Please write out all of the entries below again, requests included but pictures left out, and shift every x and y coordinate in the answers up by 89.
■ ■ ■ ■ ■ ■ ■
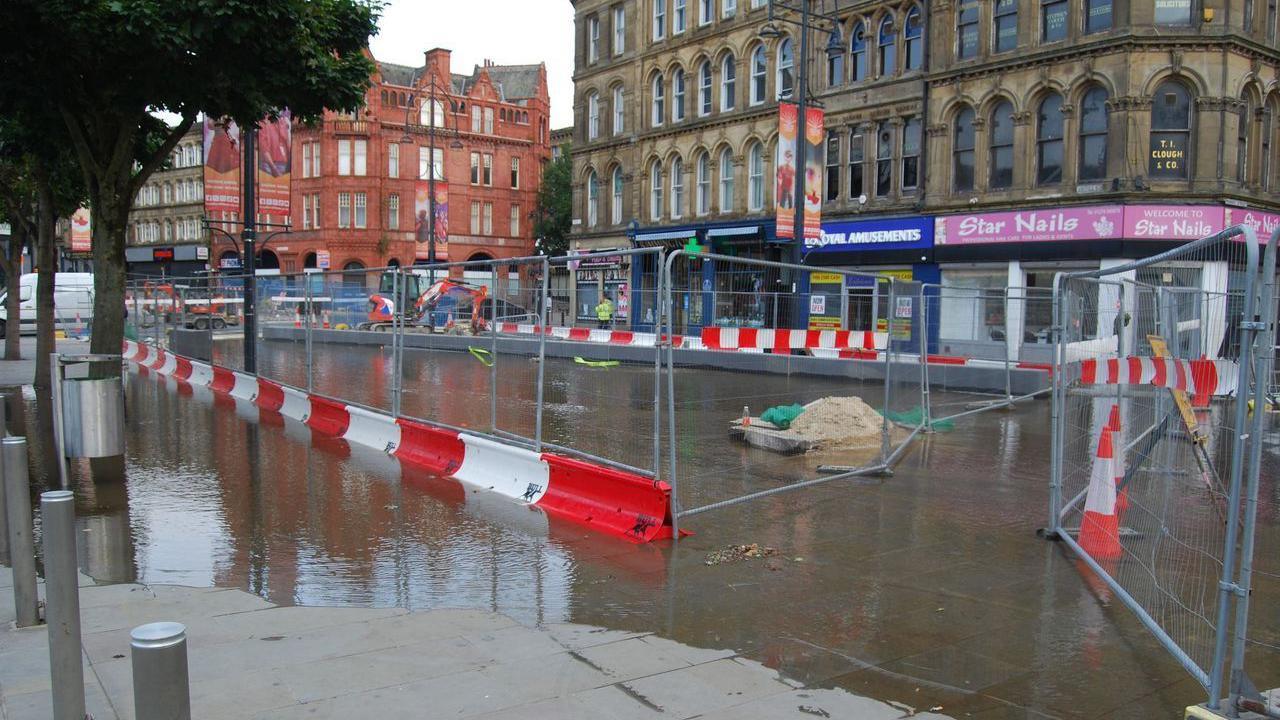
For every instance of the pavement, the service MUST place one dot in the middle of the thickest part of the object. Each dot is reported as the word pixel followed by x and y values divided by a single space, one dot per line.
pixel 252 659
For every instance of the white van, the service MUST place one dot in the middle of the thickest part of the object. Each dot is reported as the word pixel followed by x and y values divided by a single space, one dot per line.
pixel 73 301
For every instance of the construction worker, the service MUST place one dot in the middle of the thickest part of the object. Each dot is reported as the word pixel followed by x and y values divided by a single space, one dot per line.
pixel 604 313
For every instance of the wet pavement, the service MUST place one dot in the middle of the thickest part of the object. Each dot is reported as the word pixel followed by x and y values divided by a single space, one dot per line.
pixel 928 588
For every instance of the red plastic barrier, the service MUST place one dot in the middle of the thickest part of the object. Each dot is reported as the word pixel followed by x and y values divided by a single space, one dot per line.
■ ■ ■ ■ ■ ■ ■
## Answer
For every instance of the pavement, the service MUST place one dot in the middle of the thickest part of the object. Each dot is reported as the word pixel followed by x and y values divided by a single space, one dot per line.
pixel 341 748
For every instance of the white van, the service MUST place one dot in the middle of the thickest part of the object. Each dot is reported as the word pixel followed by x and y values divided by a single space, one dot per line.
pixel 162 390
For every instance of the construction worker, the service MUST place one dot in the middle of the thickest part of the object. Each dot is reported as the word pixel followed by x and y values divided by a single space, one dot per line.
pixel 693 402
For every instance of the wet pavement, the service MUST place one dot in the middle of the thickest part of the object. Each dot is reported as the word pixel followed by x and y values divided by a single space, one dot per line.
pixel 1017 677
For every instance of the red plastic barrier, the service MUST place one dot in the middle of the thickest part of the object. Each dot is reported as the word pixel followed by x and y values divided by a single space, one dot per line.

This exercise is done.